What you will do>
Below are the records; print them all without any alteration.

Records provided>
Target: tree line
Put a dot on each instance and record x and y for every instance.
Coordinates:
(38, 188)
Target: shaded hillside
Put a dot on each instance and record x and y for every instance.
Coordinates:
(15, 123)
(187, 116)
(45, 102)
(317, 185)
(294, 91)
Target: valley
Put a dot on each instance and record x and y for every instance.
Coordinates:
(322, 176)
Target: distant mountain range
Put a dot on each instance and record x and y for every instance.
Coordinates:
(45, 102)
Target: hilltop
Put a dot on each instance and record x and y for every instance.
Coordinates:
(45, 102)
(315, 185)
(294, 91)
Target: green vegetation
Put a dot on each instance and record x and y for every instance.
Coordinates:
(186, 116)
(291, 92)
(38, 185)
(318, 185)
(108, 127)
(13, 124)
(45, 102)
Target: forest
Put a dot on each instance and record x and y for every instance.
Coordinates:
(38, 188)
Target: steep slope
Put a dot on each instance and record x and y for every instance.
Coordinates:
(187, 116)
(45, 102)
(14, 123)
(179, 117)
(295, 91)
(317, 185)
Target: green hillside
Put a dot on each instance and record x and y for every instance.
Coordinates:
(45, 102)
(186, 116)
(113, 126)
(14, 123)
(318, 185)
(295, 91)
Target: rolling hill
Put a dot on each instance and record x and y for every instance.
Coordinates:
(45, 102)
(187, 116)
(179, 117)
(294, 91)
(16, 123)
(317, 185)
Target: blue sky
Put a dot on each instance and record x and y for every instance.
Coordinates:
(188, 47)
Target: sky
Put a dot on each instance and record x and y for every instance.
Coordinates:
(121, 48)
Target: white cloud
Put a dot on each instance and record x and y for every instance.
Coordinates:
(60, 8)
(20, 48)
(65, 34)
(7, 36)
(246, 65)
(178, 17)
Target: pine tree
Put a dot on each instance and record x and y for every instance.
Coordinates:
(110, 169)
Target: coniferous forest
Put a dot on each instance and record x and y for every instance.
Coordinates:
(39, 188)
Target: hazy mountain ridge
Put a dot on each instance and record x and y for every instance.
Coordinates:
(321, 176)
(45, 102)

Response to the task>
Target: tree line
Put a dot on each instance and record x and y for every instance.
Coordinates:
(38, 188)
Target: shaded hillside
Put a dot on each instance and record x and y for every instance.
Coordinates:
(15, 123)
(187, 116)
(45, 102)
(317, 185)
(294, 91)
Target: valley
Put a dot on each instance and record x and y for every instance.
Coordinates:
(322, 176)
Target: distant mountain range
Put a dot on each instance and record x and y for every instance.
Coordinates:
(45, 102)
Target: hilltop
Put a dot on each instance and record x and y for every instance.
Coordinates:
(45, 102)
(315, 185)
(294, 91)
Target: green vegetation
Put a dot on each instance and record x and y for every instance.
Coordinates:
(186, 116)
(291, 92)
(38, 185)
(318, 185)
(108, 127)
(13, 124)
(45, 102)
Target: forest
Put a dot on each instance and record x and y for every instance.
Coordinates:
(38, 188)
Target: steep slope
Put a dot on each instance and record x and y for every instance.
Coordinates:
(187, 116)
(45, 102)
(14, 123)
(179, 117)
(295, 91)
(317, 185)
Target: green hillside
Put a dot on each instance and record x and y for every instance.
Coordinates:
(45, 102)
(186, 116)
(113, 126)
(14, 123)
(318, 185)
(295, 91)
Target: rolling hill
Put a dot on each instance and record x and y for every instance.
Coordinates:
(45, 102)
(187, 116)
(179, 117)
(294, 91)
(16, 123)
(317, 185)
Target: blue sky
Put a dot on each instance and record x and y for every instance.
Coordinates:
(188, 47)
Target: sky
Put a dot on each instance and record x and y for every instance.
Coordinates:
(121, 48)
Target: white cloud
Put a dot on each instance and record x and y for every instance.
Coordinates:
(60, 8)
(20, 48)
(65, 34)
(7, 36)
(246, 65)
(178, 17)
Target: pine tree
Put a dot on each instance and record x and y for every instance.
Coordinates:
(110, 169)
Target: coniferous forest
Put a dot on each instance and record x and y for every instance.
Coordinates:
(39, 188)
Target: hazy mountain ridge
Put a dot on each instance and record x and y for every instance.
Coordinates:
(321, 176)
(45, 102)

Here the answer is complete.